--- begin DATA FOR THIS TASK ---

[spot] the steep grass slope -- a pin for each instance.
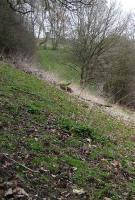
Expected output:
(54, 147)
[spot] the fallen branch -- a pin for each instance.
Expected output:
(98, 104)
(11, 159)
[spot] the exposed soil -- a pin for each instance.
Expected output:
(93, 100)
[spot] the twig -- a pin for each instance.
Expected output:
(29, 169)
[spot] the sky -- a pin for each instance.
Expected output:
(128, 5)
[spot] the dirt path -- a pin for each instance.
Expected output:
(93, 100)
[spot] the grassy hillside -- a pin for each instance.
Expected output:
(59, 62)
(69, 148)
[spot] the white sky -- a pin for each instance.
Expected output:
(128, 5)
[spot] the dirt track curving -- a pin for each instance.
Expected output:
(93, 100)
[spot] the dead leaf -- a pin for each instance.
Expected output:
(78, 191)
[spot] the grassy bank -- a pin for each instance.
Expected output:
(71, 147)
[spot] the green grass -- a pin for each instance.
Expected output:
(69, 144)
(59, 62)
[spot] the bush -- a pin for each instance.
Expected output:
(120, 82)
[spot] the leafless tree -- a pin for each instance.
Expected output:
(96, 26)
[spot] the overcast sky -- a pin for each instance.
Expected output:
(128, 5)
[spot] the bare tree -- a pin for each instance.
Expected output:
(96, 26)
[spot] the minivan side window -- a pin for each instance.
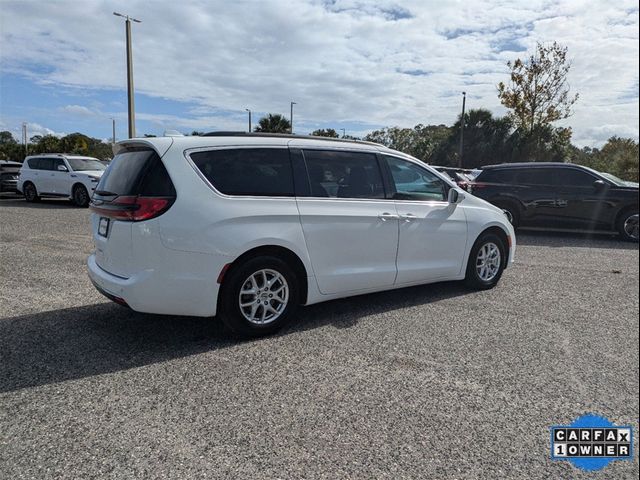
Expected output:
(343, 174)
(571, 177)
(415, 183)
(536, 176)
(262, 172)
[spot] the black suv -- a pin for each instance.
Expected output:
(560, 195)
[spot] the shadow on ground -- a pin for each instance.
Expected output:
(573, 239)
(73, 343)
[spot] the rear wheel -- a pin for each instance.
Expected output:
(628, 225)
(487, 261)
(30, 192)
(259, 297)
(80, 196)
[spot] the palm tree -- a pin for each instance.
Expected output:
(273, 123)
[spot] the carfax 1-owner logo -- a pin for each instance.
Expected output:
(591, 442)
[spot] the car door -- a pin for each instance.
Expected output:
(433, 233)
(350, 228)
(580, 202)
(60, 178)
(538, 194)
(44, 175)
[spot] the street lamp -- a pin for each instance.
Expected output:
(132, 119)
(464, 100)
(291, 117)
(249, 119)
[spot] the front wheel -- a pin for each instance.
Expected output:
(81, 196)
(258, 297)
(628, 225)
(487, 261)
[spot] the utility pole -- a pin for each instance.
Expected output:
(132, 119)
(291, 117)
(464, 101)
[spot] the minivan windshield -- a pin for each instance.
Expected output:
(85, 164)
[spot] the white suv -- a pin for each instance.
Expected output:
(57, 175)
(249, 226)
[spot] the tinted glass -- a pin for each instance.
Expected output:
(535, 176)
(46, 163)
(571, 177)
(496, 176)
(343, 174)
(57, 162)
(413, 182)
(84, 164)
(247, 171)
(127, 170)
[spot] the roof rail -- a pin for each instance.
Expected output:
(286, 135)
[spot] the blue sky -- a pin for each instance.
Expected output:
(347, 63)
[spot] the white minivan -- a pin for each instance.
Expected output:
(57, 175)
(249, 226)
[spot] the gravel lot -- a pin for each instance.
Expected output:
(425, 382)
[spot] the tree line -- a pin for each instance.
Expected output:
(536, 96)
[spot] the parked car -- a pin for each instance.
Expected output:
(9, 172)
(249, 226)
(560, 195)
(461, 176)
(60, 175)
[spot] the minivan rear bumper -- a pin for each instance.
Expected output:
(160, 292)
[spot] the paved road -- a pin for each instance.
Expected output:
(426, 382)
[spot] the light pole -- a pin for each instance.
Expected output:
(132, 119)
(464, 100)
(25, 138)
(291, 117)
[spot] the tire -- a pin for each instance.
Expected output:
(81, 196)
(512, 212)
(253, 320)
(477, 278)
(627, 225)
(30, 192)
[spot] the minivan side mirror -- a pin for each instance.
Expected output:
(599, 185)
(455, 196)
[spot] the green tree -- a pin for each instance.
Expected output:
(328, 132)
(487, 140)
(273, 123)
(538, 93)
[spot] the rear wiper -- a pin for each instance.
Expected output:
(105, 193)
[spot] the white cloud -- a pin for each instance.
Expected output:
(341, 61)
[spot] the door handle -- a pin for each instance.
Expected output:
(407, 217)
(387, 216)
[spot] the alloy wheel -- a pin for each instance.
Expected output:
(488, 261)
(264, 296)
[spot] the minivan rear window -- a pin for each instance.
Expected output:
(136, 171)
(264, 172)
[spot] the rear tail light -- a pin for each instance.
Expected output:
(133, 208)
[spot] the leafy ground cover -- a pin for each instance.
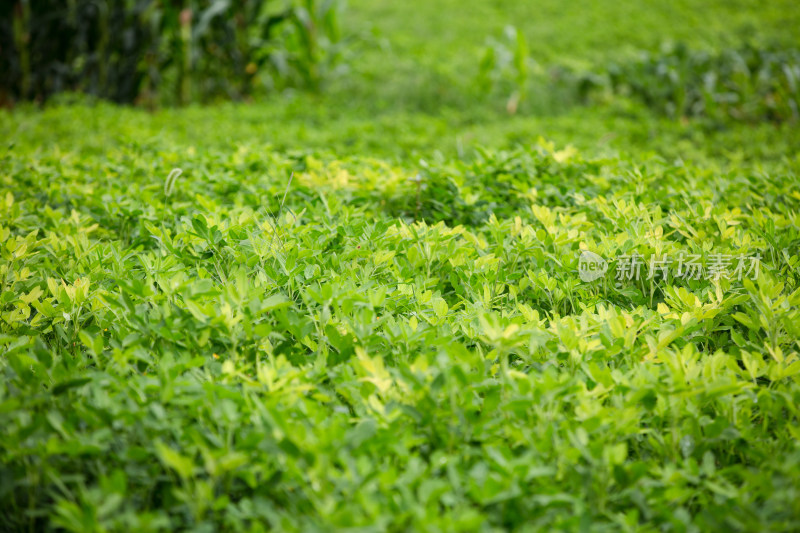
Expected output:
(367, 310)
(400, 346)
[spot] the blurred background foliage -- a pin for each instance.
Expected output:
(711, 60)
(165, 51)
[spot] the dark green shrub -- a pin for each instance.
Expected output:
(168, 51)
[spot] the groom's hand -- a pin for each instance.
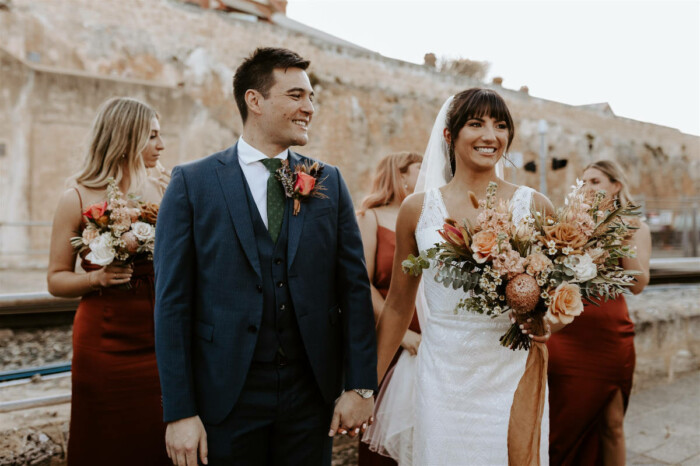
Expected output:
(351, 414)
(185, 438)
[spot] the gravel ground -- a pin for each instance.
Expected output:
(35, 347)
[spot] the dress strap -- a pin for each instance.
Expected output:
(80, 198)
(520, 203)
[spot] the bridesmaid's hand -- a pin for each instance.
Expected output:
(411, 342)
(529, 328)
(112, 275)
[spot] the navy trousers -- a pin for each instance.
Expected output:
(280, 419)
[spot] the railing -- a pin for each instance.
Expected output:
(675, 226)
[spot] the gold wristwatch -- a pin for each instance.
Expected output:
(364, 392)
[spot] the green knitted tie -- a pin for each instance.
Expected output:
(275, 198)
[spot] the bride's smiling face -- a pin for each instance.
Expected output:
(481, 142)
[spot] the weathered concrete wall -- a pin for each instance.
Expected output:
(46, 124)
(667, 339)
(367, 105)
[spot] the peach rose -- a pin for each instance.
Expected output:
(149, 212)
(454, 234)
(89, 234)
(483, 243)
(566, 304)
(131, 243)
(537, 262)
(565, 234)
(304, 184)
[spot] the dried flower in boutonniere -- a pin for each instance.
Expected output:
(305, 182)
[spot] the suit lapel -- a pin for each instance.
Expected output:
(296, 222)
(232, 181)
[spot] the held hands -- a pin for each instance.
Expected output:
(351, 414)
(111, 275)
(528, 329)
(411, 342)
(184, 438)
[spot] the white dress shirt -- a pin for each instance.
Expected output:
(256, 174)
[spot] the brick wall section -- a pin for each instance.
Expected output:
(367, 105)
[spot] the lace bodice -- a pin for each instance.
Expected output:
(465, 381)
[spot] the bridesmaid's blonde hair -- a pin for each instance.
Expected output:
(387, 185)
(615, 174)
(119, 134)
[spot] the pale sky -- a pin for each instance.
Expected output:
(643, 58)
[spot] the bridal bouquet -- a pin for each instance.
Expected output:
(541, 267)
(117, 229)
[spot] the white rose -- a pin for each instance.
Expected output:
(143, 231)
(101, 250)
(584, 269)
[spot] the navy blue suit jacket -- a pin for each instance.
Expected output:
(208, 294)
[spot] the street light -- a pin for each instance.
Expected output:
(542, 130)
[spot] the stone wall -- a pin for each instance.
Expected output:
(64, 58)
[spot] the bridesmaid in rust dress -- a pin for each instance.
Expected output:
(591, 361)
(395, 179)
(116, 417)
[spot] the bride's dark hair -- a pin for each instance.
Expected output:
(476, 103)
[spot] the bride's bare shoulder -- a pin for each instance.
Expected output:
(411, 208)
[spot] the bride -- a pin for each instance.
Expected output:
(462, 381)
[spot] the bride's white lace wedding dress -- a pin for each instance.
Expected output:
(462, 381)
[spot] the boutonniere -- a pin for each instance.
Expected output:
(303, 183)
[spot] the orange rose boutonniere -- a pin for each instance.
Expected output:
(303, 183)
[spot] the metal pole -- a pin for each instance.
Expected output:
(694, 229)
(542, 129)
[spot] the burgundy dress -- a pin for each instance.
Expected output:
(384, 261)
(116, 415)
(589, 361)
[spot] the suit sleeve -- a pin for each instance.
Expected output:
(174, 264)
(355, 299)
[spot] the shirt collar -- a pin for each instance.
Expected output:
(249, 154)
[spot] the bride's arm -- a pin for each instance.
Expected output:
(399, 305)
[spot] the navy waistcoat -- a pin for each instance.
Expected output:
(279, 330)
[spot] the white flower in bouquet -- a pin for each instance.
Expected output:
(583, 267)
(101, 250)
(143, 231)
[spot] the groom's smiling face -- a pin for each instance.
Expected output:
(286, 112)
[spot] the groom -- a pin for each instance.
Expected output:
(263, 314)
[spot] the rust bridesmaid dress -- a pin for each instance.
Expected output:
(589, 361)
(384, 261)
(116, 415)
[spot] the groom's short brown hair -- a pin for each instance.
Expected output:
(256, 72)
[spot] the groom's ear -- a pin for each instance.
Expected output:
(253, 100)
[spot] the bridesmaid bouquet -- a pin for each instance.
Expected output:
(117, 229)
(541, 267)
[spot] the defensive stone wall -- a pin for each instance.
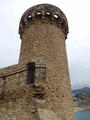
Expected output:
(43, 30)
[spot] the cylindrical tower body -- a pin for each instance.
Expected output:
(43, 30)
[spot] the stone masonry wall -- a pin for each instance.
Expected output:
(50, 97)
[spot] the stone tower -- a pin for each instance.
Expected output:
(43, 30)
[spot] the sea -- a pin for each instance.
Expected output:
(83, 115)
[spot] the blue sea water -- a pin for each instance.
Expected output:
(83, 115)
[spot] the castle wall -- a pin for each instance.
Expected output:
(50, 96)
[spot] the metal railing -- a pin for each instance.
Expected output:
(17, 71)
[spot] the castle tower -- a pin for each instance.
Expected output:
(43, 30)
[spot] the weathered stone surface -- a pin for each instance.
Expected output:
(43, 42)
(47, 115)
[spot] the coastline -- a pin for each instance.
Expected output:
(81, 108)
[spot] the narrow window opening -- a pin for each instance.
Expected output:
(31, 72)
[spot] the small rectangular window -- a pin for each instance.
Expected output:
(31, 72)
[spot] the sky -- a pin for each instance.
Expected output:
(77, 43)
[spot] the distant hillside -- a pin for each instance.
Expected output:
(85, 89)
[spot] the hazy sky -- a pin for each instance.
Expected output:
(77, 43)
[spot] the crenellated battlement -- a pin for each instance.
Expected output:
(44, 11)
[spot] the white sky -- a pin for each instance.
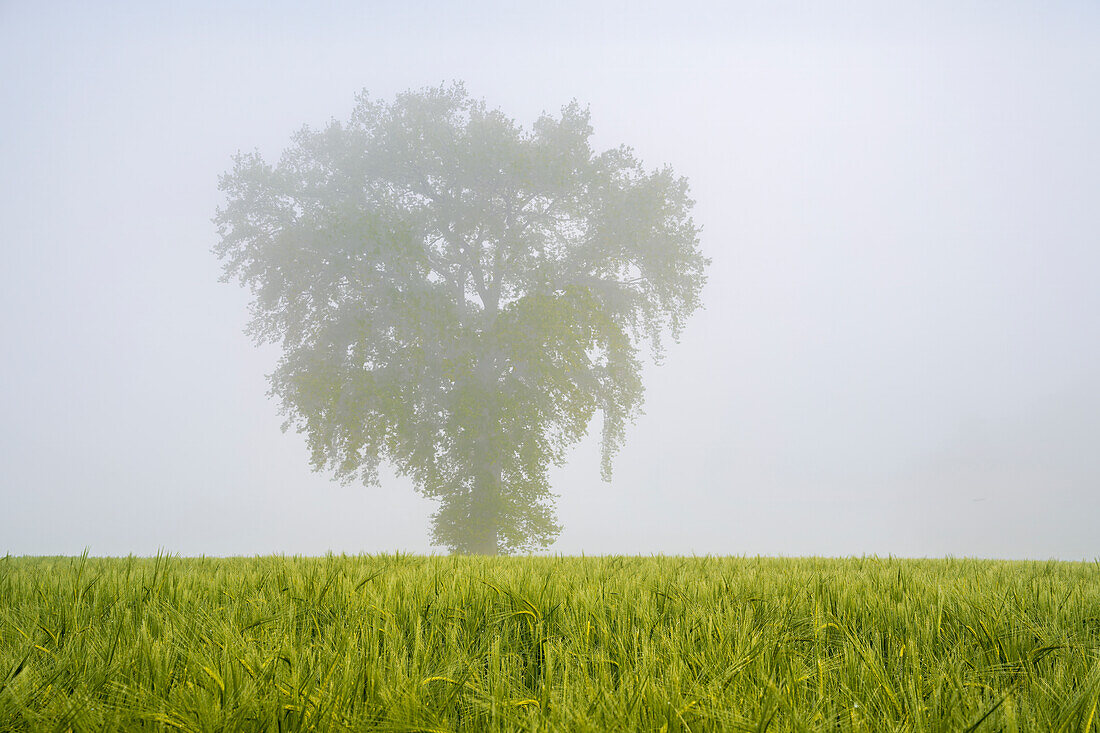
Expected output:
(900, 351)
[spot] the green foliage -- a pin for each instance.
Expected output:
(402, 643)
(460, 296)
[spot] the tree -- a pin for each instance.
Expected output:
(459, 296)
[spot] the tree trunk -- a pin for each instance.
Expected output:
(487, 466)
(486, 504)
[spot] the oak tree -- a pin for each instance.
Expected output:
(459, 296)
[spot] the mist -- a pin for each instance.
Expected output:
(899, 351)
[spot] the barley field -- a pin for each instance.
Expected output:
(411, 643)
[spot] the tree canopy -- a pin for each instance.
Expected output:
(459, 296)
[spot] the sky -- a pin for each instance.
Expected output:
(899, 351)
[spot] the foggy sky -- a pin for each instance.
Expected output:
(900, 349)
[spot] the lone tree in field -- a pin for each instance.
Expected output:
(459, 296)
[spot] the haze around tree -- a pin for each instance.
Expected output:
(460, 297)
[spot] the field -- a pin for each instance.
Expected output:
(409, 643)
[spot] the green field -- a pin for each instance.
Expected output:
(408, 643)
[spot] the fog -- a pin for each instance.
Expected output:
(900, 348)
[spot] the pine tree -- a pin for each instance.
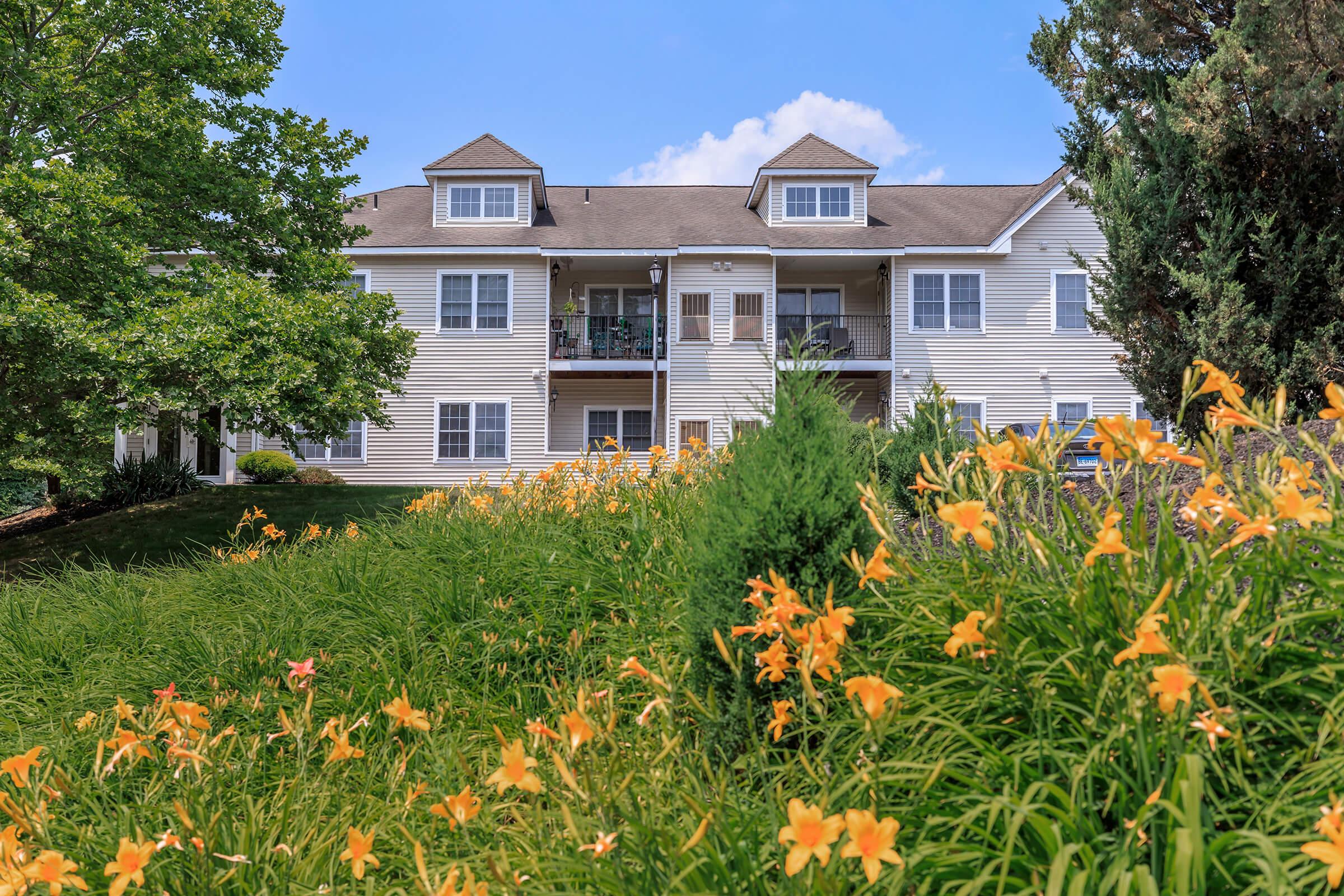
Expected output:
(1208, 144)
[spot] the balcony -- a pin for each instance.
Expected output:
(846, 338)
(606, 338)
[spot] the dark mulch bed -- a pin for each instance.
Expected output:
(49, 517)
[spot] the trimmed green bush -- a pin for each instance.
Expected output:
(318, 476)
(148, 479)
(787, 501)
(267, 466)
(19, 493)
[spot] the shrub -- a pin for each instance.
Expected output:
(267, 466)
(151, 479)
(318, 476)
(19, 493)
(788, 503)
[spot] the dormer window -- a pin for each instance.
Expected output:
(482, 203)
(815, 202)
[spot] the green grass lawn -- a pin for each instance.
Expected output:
(189, 526)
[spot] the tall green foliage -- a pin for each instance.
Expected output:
(131, 128)
(788, 503)
(1210, 137)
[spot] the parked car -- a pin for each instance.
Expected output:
(1077, 457)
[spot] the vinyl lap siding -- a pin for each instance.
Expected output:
(458, 367)
(1003, 365)
(725, 379)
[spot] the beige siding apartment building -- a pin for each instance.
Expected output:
(536, 318)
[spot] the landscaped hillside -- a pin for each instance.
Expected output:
(503, 687)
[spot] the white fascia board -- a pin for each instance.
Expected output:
(1003, 249)
(609, 251)
(1027, 216)
(442, 250)
(724, 250)
(837, 251)
(482, 172)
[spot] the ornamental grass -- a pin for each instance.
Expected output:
(1022, 689)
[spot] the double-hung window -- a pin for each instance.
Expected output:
(482, 203)
(1069, 301)
(632, 428)
(816, 202)
(472, 432)
(347, 449)
(968, 413)
(475, 300)
(951, 301)
(1072, 412)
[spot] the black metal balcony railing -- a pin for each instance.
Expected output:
(843, 336)
(606, 336)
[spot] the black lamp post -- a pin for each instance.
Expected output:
(656, 278)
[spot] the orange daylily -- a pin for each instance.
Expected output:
(781, 716)
(872, 693)
(514, 770)
(811, 834)
(603, 846)
(360, 851)
(965, 632)
(1148, 638)
(404, 715)
(1171, 684)
(871, 841)
(834, 621)
(1217, 381)
(129, 867)
(1329, 852)
(458, 809)
(19, 766)
(1210, 726)
(53, 870)
(577, 727)
(1303, 508)
(877, 567)
(1109, 539)
(969, 517)
(774, 661)
(1335, 395)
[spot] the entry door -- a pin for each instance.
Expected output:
(207, 453)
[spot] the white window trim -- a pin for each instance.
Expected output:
(475, 274)
(1069, 399)
(971, 399)
(709, 429)
(327, 460)
(1163, 426)
(1054, 307)
(818, 218)
(767, 329)
(482, 218)
(680, 338)
(620, 419)
(946, 301)
(471, 432)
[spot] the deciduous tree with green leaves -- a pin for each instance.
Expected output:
(131, 137)
(1208, 135)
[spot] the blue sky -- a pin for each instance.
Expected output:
(604, 93)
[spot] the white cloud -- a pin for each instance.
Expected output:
(932, 176)
(734, 159)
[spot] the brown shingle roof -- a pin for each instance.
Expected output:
(486, 151)
(811, 151)
(669, 217)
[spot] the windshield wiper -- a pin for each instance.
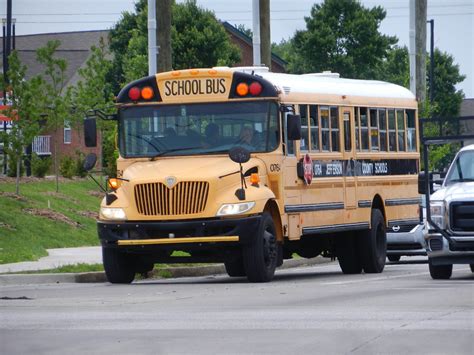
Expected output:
(172, 151)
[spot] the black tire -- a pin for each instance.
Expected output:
(119, 267)
(347, 255)
(440, 272)
(261, 257)
(393, 257)
(373, 245)
(235, 267)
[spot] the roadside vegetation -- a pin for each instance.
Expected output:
(41, 218)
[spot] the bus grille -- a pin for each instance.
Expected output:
(156, 199)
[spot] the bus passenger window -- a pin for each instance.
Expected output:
(401, 130)
(383, 129)
(314, 127)
(374, 130)
(356, 120)
(411, 131)
(364, 129)
(347, 131)
(392, 131)
(304, 142)
(335, 129)
(325, 140)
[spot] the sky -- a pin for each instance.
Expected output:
(454, 21)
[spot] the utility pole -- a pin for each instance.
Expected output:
(420, 36)
(256, 33)
(163, 35)
(265, 49)
(432, 78)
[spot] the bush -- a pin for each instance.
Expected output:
(12, 167)
(67, 167)
(40, 166)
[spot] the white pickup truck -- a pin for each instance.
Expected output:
(450, 233)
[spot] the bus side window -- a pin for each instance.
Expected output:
(304, 142)
(314, 127)
(357, 125)
(383, 129)
(347, 131)
(364, 129)
(325, 129)
(392, 131)
(335, 129)
(401, 130)
(374, 130)
(411, 131)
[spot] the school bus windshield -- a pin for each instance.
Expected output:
(194, 129)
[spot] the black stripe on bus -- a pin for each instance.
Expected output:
(336, 228)
(402, 201)
(403, 222)
(364, 203)
(339, 168)
(315, 207)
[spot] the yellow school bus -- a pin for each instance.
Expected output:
(247, 167)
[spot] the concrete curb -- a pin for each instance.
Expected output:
(173, 272)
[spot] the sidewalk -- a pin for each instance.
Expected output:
(93, 255)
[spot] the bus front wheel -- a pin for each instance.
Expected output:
(119, 267)
(261, 256)
(374, 244)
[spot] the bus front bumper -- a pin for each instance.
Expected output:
(168, 234)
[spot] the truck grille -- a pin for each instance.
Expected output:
(186, 197)
(462, 216)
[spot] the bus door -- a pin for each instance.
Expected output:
(292, 195)
(350, 178)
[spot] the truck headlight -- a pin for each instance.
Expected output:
(438, 216)
(235, 208)
(113, 213)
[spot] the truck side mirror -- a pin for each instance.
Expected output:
(422, 182)
(293, 127)
(90, 132)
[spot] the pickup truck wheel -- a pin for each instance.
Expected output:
(373, 244)
(235, 268)
(440, 272)
(393, 257)
(346, 251)
(261, 256)
(119, 267)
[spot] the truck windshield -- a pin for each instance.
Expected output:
(462, 168)
(192, 129)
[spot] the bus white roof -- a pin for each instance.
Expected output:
(330, 84)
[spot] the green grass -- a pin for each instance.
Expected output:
(25, 236)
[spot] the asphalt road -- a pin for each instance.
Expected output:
(313, 310)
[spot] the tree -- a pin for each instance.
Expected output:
(25, 109)
(198, 40)
(341, 36)
(56, 105)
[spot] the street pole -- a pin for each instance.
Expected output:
(432, 78)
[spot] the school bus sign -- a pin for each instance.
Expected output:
(196, 84)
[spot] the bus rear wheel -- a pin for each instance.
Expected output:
(119, 267)
(440, 272)
(261, 256)
(373, 244)
(346, 250)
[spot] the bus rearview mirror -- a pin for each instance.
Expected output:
(293, 127)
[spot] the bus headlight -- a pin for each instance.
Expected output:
(235, 208)
(117, 214)
(437, 210)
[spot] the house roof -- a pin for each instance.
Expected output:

--- end DATA FOR THIS TASK ---

**PROBLEM TO WORK ON:** Write out only what runs from the line holding "[spot] the concrete" through the last line of the records, exactly as shown.

**FULL OUTPUT:**
[spot] the concrete curb -- a pin for each instance.
Expected output:
(173, 272)
[spot] the sidewalk -- a pin for each instance.
Expected output:
(93, 255)
[spot] the bus front wheel -- a pin for each instance.
Expected output:
(119, 267)
(261, 256)
(374, 244)
[spot] the bus front bumper -- a pin for each instance.
Expected output:
(168, 234)
[spot] the truck grille -- a pin for each instance.
Expected output:
(186, 197)
(462, 216)
[spot] the bus door -- a pin for each instance.
Expected output:
(292, 195)
(350, 178)
[spot] the truck headlight -- a pin for each instance.
Expected output:
(438, 216)
(235, 208)
(113, 213)
[spot] the truck side mirror -- a pin for each instance.
Expected output:
(422, 182)
(293, 127)
(90, 132)
[spot] the pickup truck wheel -- a pin for each instance.
Expected output:
(373, 244)
(235, 268)
(440, 272)
(393, 257)
(346, 251)
(261, 256)
(119, 267)
[spot] the truck windshield -- a pin for each instance.
Expected output:
(462, 168)
(192, 129)
[spot] the bus white roof -- a pin for each instance.
Expected output:
(330, 84)
[spot] the green grass -- a pin for each instance.
Expected output:
(25, 236)
[spot] the asphalt road -- a pin for each instance.
Expected output:
(313, 310)
[spot] the tree -- a pin for each instance.
Expected output:
(25, 109)
(198, 40)
(341, 36)
(56, 105)
[spot] the street pole -- a pin for each instance.
Expected output:
(432, 78)
[spot] the school bus sign -- a pin for each instance.
Expected output:
(196, 84)
[spot] the bus rear wheel -- a pin for each instance.
Expected output:
(119, 267)
(440, 272)
(261, 256)
(373, 244)
(346, 250)
[spot] the bus rearview mirror -- a pin for each instance.
Expected output:
(293, 127)
[spot] the bus headlight -- a pin for each instance.
Expected output:
(235, 208)
(117, 214)
(437, 210)
[spot] the house roof -- a pin for each instance.
Expected output:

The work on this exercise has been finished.